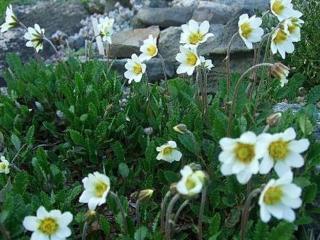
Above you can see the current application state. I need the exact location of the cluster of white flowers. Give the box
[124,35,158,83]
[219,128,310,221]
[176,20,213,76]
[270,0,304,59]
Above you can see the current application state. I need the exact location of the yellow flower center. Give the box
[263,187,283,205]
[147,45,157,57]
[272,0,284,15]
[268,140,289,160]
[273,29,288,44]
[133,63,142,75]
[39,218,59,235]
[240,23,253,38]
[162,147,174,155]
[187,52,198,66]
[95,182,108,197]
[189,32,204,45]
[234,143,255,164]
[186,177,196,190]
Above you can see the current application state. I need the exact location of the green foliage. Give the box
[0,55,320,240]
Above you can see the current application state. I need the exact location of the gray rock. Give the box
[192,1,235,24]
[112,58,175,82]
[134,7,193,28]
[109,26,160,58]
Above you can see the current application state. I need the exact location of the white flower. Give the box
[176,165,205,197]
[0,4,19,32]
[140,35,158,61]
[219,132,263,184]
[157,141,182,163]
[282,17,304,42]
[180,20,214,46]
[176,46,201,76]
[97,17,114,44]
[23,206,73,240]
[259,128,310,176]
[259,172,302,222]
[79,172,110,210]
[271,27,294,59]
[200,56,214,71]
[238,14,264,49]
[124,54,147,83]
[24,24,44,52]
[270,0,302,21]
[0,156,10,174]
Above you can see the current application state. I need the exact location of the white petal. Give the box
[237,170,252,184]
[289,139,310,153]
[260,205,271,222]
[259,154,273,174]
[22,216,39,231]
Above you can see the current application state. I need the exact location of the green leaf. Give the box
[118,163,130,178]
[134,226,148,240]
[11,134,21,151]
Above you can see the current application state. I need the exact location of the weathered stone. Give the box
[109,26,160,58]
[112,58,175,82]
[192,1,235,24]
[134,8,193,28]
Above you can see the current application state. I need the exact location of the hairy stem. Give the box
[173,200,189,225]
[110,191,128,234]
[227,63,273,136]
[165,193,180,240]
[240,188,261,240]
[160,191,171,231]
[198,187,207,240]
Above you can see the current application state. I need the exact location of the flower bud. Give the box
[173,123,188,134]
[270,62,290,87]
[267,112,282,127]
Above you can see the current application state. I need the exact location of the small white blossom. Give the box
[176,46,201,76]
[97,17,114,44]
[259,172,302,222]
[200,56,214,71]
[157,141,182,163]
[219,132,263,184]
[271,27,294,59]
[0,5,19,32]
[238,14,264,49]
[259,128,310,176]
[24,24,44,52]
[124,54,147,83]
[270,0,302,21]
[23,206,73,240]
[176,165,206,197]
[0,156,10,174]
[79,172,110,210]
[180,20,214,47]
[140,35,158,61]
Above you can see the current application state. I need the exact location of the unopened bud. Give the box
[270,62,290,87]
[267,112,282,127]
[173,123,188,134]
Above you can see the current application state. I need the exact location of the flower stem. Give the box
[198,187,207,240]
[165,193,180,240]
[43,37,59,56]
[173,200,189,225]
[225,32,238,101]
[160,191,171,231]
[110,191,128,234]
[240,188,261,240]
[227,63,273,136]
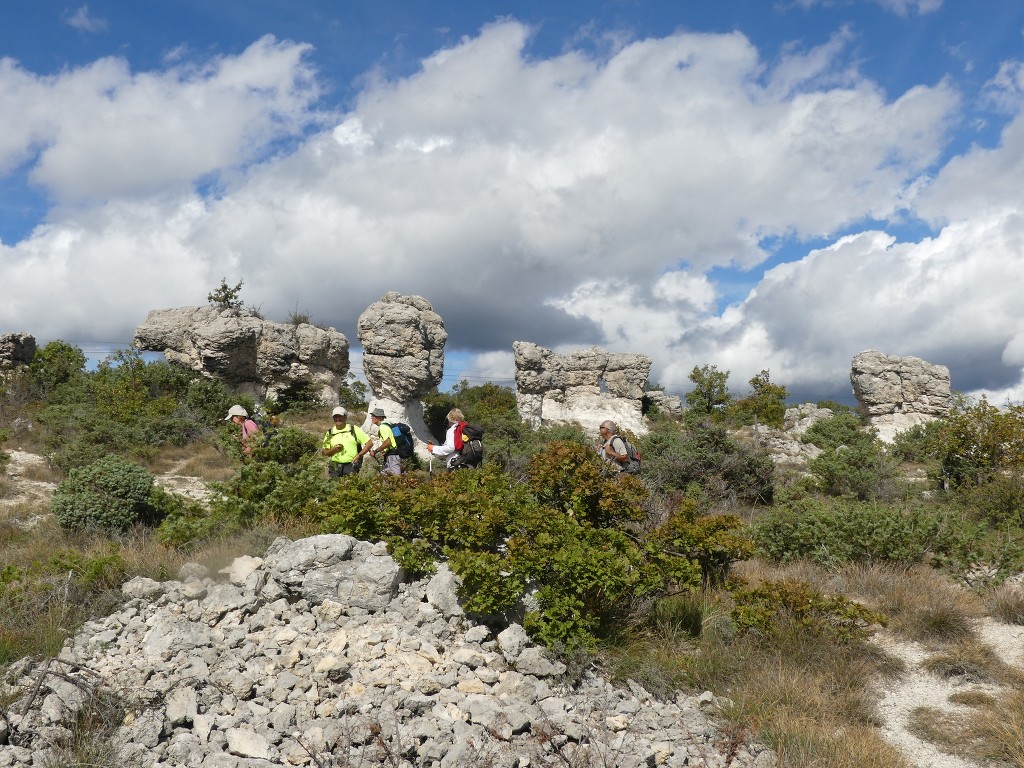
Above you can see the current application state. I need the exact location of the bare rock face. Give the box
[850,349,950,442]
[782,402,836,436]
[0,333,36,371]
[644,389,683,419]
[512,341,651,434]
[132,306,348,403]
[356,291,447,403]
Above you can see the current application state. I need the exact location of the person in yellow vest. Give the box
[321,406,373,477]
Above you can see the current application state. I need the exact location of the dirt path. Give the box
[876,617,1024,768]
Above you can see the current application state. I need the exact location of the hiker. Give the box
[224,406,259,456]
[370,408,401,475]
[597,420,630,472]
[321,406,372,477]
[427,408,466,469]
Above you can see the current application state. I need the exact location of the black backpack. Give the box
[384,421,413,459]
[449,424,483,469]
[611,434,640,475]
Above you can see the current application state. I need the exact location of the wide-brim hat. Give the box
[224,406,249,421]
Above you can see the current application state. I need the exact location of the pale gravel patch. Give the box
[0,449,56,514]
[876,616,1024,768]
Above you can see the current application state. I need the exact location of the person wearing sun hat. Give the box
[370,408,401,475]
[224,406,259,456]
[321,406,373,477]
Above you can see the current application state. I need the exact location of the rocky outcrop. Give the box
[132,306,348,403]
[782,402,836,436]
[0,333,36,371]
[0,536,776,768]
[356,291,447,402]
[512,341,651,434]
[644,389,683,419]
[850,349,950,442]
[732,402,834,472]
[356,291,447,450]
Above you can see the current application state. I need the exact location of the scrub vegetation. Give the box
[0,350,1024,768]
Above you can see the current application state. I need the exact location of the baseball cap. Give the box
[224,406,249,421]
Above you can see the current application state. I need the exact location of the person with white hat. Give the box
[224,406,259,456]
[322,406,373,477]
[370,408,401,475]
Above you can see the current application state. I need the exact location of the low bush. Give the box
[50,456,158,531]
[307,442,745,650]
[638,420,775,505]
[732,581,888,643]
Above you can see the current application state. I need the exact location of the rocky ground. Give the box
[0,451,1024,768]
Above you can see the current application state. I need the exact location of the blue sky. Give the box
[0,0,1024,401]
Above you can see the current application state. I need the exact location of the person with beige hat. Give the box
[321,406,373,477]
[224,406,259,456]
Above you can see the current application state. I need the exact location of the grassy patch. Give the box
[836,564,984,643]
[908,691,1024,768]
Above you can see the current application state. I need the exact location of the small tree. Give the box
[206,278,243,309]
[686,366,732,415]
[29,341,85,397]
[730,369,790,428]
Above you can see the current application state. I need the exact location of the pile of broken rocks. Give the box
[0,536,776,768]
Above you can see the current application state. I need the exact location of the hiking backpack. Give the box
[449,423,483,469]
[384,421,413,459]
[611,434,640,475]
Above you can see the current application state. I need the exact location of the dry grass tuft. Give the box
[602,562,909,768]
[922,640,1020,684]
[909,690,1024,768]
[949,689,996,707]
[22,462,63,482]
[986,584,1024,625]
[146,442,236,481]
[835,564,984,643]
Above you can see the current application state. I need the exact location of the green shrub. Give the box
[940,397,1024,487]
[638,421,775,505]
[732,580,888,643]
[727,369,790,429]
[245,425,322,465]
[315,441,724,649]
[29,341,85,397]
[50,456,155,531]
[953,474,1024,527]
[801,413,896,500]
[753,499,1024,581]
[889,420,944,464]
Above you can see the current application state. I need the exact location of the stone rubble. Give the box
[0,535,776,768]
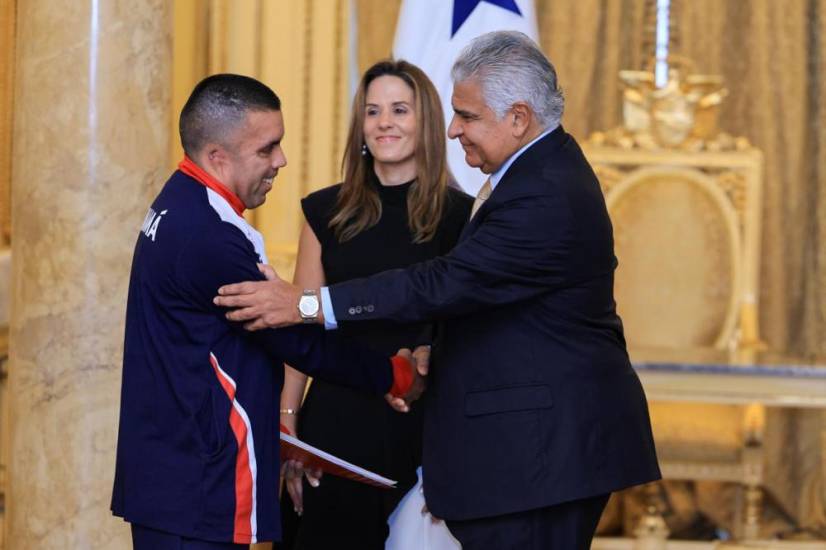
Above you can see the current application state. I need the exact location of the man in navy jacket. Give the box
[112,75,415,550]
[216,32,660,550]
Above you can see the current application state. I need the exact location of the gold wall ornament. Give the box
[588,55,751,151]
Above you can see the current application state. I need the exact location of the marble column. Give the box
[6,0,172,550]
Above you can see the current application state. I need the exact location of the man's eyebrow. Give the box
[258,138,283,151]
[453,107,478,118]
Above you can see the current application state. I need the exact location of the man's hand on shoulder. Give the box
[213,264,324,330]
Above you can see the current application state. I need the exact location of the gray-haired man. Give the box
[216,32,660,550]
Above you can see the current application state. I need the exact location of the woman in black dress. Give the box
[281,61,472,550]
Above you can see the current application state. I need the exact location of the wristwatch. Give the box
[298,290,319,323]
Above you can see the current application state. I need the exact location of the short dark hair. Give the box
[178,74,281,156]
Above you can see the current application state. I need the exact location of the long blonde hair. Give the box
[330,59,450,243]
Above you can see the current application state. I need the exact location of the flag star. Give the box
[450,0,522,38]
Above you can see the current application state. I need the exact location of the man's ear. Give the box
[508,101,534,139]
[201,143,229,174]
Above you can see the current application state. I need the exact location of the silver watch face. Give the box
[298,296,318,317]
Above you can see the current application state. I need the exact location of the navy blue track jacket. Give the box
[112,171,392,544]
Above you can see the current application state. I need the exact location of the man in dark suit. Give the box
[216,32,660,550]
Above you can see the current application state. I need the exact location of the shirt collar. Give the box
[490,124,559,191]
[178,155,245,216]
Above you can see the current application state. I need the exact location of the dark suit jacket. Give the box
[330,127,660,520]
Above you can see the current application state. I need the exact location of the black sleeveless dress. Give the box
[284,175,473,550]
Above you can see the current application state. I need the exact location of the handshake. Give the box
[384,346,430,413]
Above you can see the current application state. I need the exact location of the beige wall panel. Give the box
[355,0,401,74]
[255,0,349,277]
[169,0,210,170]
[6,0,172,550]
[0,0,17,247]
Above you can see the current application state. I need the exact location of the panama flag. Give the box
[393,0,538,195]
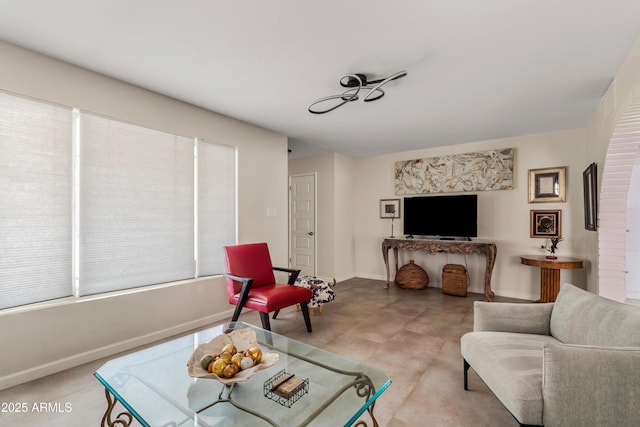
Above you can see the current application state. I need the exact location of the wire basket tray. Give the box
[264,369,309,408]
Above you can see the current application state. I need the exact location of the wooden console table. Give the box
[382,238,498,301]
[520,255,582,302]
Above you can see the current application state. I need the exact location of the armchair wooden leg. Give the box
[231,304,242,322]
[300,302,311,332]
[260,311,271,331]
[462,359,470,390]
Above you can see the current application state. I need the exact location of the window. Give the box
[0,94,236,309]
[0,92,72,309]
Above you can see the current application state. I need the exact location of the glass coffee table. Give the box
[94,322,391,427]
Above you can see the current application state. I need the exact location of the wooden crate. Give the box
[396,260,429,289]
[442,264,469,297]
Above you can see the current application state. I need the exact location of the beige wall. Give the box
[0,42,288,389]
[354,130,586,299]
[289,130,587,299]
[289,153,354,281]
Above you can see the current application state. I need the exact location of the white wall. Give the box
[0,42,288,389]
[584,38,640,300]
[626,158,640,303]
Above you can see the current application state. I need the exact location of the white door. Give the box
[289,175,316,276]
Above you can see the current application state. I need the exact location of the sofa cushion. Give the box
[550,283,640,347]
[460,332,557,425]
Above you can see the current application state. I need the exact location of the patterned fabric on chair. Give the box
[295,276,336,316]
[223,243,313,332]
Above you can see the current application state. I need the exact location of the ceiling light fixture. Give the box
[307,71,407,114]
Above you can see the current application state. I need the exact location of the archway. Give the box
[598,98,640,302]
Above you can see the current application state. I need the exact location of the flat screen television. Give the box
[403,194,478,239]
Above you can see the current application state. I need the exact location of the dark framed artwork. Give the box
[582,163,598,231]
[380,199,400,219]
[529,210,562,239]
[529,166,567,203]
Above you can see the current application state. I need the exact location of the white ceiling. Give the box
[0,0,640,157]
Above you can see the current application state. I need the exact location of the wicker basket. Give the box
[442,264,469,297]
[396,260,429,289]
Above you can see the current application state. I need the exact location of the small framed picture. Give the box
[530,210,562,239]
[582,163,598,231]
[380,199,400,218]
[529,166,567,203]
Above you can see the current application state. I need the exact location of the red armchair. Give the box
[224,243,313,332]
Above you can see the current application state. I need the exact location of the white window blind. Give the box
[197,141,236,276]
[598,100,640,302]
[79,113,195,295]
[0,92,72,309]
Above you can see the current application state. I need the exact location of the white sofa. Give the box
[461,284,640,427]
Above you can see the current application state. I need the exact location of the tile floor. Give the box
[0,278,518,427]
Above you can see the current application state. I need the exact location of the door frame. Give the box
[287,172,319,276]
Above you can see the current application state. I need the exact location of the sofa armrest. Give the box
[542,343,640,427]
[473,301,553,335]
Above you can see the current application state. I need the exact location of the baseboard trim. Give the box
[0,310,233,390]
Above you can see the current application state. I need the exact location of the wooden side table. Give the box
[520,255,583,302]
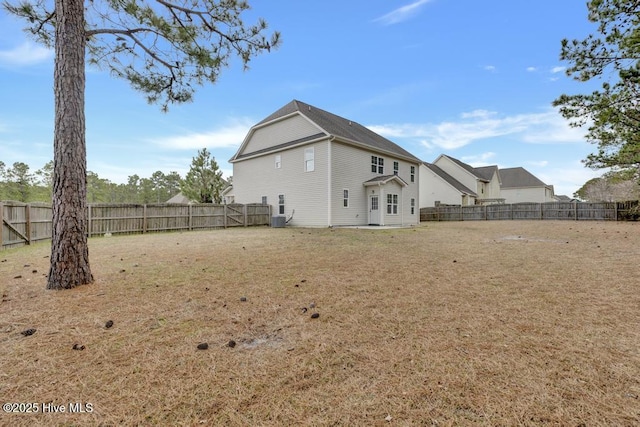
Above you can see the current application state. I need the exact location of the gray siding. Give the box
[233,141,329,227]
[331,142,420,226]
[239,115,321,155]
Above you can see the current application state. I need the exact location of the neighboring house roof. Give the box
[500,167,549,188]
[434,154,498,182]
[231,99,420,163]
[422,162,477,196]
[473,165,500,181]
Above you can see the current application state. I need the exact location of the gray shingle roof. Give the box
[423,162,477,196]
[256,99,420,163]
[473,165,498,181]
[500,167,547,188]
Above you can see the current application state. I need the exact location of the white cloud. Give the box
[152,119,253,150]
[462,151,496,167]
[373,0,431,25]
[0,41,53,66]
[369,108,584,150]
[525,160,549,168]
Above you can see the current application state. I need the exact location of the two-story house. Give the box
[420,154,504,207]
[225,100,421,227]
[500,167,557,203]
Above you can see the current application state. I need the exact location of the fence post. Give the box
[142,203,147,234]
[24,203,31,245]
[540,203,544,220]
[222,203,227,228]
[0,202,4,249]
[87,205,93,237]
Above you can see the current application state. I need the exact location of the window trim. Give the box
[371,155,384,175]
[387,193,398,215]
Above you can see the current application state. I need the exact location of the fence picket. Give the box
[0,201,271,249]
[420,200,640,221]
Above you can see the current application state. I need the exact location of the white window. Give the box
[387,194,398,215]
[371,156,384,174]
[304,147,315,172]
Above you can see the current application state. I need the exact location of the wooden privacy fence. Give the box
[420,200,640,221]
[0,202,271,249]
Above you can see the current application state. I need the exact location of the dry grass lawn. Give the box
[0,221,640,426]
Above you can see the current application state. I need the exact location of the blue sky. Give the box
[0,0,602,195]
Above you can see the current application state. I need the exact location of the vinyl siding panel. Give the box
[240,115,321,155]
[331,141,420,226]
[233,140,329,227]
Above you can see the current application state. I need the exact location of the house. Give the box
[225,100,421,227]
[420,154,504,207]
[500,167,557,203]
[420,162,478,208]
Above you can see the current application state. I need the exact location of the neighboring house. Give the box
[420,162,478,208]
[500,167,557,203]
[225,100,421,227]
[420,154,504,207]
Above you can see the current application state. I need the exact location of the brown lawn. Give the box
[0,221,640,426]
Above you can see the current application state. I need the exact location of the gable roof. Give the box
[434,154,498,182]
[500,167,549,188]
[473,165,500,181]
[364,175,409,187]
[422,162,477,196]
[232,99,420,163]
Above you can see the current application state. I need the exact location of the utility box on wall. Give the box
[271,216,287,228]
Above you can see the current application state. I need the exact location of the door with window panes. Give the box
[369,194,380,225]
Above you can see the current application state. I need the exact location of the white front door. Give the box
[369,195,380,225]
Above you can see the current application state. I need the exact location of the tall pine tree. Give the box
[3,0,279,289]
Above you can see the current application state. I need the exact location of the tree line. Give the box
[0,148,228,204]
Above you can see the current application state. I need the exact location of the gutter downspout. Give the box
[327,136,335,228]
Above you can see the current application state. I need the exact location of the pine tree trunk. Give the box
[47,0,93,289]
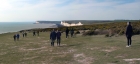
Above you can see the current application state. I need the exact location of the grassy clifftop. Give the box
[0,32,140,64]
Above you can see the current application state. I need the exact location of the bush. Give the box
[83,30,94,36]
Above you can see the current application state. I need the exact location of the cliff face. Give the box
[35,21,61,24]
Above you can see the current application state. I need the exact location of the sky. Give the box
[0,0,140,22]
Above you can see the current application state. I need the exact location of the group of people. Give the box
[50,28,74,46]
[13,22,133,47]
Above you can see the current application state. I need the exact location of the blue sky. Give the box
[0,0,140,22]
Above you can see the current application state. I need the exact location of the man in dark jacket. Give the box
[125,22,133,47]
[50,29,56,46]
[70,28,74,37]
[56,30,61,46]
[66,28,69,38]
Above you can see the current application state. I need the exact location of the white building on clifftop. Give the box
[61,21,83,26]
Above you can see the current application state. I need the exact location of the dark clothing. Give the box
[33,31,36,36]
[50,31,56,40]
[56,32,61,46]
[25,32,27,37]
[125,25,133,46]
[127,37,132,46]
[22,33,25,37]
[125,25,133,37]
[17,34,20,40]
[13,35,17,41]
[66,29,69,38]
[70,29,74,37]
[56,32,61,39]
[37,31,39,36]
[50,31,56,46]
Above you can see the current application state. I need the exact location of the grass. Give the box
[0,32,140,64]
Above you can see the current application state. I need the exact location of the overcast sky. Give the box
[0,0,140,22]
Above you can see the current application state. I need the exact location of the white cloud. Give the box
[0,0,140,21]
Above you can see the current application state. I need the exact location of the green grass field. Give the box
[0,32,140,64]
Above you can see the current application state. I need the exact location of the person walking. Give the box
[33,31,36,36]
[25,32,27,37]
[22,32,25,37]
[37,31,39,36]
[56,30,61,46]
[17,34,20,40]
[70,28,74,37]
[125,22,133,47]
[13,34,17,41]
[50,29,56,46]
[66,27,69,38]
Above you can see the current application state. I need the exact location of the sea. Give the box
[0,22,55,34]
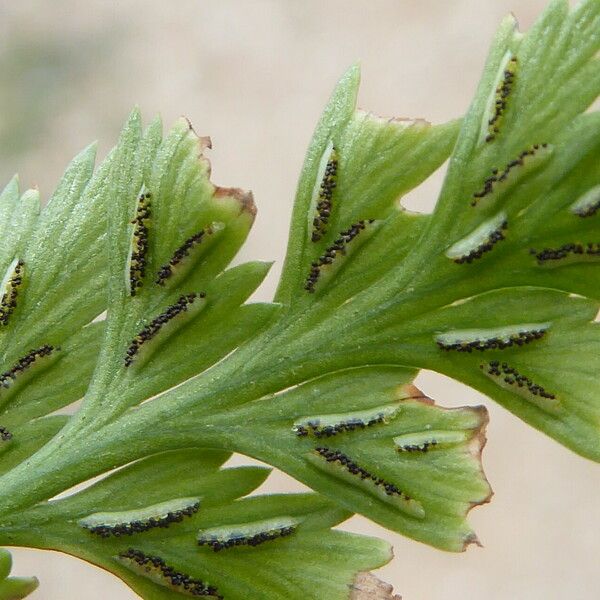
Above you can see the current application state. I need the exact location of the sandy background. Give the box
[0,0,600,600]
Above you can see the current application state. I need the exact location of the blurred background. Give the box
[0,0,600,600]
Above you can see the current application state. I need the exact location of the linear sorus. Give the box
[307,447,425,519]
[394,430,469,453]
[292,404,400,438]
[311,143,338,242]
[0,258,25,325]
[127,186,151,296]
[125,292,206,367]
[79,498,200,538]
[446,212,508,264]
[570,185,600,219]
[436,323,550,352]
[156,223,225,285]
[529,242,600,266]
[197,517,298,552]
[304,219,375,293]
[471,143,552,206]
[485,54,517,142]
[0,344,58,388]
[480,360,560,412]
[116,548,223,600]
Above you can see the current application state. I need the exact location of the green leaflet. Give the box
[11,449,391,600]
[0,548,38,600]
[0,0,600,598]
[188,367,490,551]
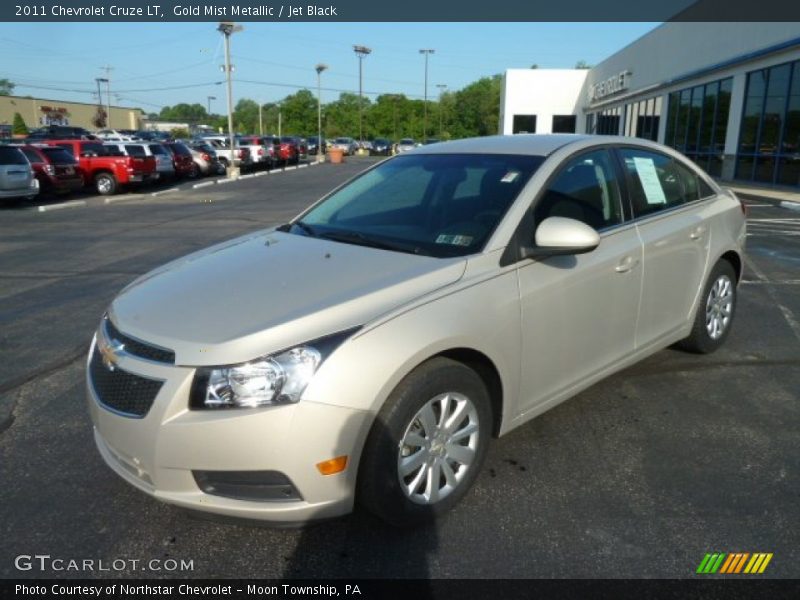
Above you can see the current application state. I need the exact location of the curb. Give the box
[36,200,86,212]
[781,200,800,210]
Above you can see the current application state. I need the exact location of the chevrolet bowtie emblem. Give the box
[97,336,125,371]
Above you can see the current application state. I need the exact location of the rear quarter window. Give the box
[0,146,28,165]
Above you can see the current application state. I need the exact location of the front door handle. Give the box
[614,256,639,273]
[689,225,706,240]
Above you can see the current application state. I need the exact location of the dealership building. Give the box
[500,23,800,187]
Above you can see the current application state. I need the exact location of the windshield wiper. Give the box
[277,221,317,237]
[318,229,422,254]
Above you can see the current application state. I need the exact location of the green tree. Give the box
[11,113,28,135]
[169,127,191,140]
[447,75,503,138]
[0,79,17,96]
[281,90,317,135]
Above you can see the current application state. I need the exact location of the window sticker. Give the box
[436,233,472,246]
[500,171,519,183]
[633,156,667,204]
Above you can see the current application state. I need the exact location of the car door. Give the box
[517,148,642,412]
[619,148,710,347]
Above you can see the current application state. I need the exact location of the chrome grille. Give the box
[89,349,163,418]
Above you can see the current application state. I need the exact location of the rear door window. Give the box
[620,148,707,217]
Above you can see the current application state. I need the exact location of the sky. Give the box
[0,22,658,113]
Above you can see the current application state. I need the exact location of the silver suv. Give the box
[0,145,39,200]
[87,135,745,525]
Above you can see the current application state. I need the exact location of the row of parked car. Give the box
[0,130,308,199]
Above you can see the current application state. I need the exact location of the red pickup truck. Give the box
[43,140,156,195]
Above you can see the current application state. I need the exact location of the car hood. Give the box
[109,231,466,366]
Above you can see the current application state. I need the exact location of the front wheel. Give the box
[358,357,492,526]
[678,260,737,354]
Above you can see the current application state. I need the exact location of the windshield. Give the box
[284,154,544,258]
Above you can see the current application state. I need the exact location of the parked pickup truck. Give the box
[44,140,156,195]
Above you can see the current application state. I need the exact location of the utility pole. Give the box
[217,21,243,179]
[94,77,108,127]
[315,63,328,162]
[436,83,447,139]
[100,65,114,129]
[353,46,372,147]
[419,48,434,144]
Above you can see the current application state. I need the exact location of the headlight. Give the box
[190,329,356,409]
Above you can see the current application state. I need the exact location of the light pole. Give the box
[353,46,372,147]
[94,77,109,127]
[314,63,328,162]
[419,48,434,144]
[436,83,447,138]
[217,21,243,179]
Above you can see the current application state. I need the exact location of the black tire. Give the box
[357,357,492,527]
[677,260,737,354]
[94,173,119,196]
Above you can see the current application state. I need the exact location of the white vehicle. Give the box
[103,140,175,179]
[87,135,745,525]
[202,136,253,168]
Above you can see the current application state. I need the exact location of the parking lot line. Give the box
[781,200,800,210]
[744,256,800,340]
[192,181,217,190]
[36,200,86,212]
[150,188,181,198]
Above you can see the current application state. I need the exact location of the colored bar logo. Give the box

________________

YOUR INSTRUCTIONS | Express the lines of the material above as a JSON list of strings, one string per line and blank lines omitted, starting at the line that contains "tray. Give the box" and ending at the line that contains "[520,255,582,302]", inclusive.

EXERCISE OUTPUT |
[
  "Above you can see the current application state. I need the exact location of the wire basket tray. Give the box",
  "[264,369,309,408]",
  "Above you can see the current application state. I need the exact location of the wooden console table. Give the box",
  "[382,238,498,301]",
  "[520,255,582,302]"
]